Extract provided
——————————
About a year or so ago I was lucky enough to catch a presentation from Marc Esher where he discussed NoSQL and MongoDB in particular. I found it interesting - but I filed it away as one of those cool technologies that I probably wouldn't ever have a good reason to actually use. Fast forward a year or so and I found myself thinking more about OpenAmplify and their API. Readers here know I've done a few blog posts on their text analysis API. One of the things I normally mention in my posts is that their API could be critical for a site that contains a lot of user generated content. It occurred to me that I know a site like that... this one.

Now - my blog does not get a lot of traffic in the grand scheme of things. But I have been running it for over 9 years. So while I don't get a lot of content every day (I average 12 or so comments per day), I do have a large set of data to look at (44000+ comments). As an experiment, I thought it would be interesting to run OpenAmplify against all 44000+ comments and see what kind of text analysis I could get from it. This quest involved two main aspects:

  1. Getting the analysis. OpenAmplify has an incredibly simple API. Basically send it text and get stuff back. This part I wasn't worried about.
——————————
Entries for labeling object positions
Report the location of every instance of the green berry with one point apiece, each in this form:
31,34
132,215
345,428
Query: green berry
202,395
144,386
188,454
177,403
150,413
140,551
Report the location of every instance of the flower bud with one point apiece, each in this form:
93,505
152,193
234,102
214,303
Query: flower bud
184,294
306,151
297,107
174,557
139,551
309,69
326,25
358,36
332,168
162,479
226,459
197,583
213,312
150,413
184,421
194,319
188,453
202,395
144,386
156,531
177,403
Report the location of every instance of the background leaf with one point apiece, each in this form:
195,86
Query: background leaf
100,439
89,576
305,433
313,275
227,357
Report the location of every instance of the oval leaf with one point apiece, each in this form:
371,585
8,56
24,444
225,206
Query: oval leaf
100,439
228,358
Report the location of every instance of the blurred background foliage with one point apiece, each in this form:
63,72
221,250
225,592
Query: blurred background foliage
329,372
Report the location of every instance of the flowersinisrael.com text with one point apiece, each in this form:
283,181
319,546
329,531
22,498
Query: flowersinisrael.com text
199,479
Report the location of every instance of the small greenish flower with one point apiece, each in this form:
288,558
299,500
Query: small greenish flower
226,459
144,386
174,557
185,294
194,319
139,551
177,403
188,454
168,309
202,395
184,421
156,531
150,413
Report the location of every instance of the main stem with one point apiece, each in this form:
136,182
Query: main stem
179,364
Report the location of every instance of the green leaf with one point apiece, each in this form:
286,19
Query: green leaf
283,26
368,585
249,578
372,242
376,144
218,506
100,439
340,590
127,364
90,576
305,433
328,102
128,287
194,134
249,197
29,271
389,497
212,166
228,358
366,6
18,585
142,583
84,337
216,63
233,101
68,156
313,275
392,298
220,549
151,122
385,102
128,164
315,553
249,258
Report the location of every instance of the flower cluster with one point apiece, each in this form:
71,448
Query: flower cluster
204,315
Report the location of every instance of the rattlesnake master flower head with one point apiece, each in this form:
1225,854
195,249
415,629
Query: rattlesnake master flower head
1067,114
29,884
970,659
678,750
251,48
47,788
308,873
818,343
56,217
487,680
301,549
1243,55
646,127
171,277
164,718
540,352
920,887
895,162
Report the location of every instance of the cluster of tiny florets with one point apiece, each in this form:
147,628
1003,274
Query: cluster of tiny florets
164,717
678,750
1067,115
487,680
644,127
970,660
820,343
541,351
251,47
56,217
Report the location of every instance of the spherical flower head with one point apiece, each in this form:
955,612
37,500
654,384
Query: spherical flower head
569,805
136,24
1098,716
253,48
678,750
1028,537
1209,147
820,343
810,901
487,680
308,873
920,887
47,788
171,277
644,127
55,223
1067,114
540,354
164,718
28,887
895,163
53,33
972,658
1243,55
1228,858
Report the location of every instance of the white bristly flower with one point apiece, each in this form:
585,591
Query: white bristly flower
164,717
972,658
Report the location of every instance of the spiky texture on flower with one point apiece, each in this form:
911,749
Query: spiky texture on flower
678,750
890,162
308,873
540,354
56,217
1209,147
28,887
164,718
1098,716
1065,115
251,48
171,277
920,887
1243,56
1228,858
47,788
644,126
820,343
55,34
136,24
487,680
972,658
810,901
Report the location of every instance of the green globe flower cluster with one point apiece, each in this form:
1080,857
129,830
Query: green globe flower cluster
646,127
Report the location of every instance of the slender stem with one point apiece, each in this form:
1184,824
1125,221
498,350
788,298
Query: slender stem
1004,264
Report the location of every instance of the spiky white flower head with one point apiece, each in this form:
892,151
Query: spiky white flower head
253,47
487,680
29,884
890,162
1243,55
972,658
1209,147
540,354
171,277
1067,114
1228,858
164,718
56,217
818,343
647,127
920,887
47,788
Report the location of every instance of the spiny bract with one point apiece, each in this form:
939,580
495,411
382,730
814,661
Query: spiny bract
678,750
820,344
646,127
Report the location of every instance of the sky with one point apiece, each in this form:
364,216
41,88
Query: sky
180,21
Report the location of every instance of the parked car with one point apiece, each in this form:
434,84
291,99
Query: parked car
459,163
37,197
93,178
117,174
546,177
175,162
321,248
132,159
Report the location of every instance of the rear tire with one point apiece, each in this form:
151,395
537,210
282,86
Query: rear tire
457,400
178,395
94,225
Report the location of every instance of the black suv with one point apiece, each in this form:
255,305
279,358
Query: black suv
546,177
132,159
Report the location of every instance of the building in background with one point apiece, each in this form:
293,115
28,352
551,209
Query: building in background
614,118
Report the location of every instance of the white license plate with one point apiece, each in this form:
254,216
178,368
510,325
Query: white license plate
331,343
——————————
Problem description
Write the next part of the blog post about running OpenAmplify on blog comments, picking up right after its last sentence. The listing comes from a source separate from the blog post.

Result of the task
  2. Report on stats. So that would be easy - once I have my data stored. Right?

Turned out the second item was a bit difficult. When you send your text to OpenAmplify, you get a lot of data back. I mean a lot of data. How big? Check out this screen shot. It's a portion of the result. If you click it, it will take you to a 1 meg picture of the entire cfdump.

So the immediate issue I had was... how do I store this? Storing a structure into a database isn't impossible. You can simply flatten it. So a struct like so:

Could be stored into a database table with these columns: age, gender, name_firstname, and name_lastname. But that struct was simple. What happens when you deeply nested structs? Arrays? Or the monster you see above. You get the idea. We've got a storage problem. Enter MongoDB.

One of the most interesting aspects of the NoSQL space is that they allow you to arbitrarily store complex data. That's what I was told anyway. I thought I'd take a look at how real that claim was. I began by downloading MongoDB and setting it up. Their docs are really well done and they have specific instructions for each operating system. I was up and running in about five minutes. Next is the ColdFusion aspect. For a while now Marc Esher has worked on a wrapper for MongoDB called CFMongoDB. (He really should come up with some kind of a neater name. Maybe something with Cold in it!) I downloaded his code as well and took it for a spin. I had his sample code up and running rather quickly so installation of the bits was no longer a problem.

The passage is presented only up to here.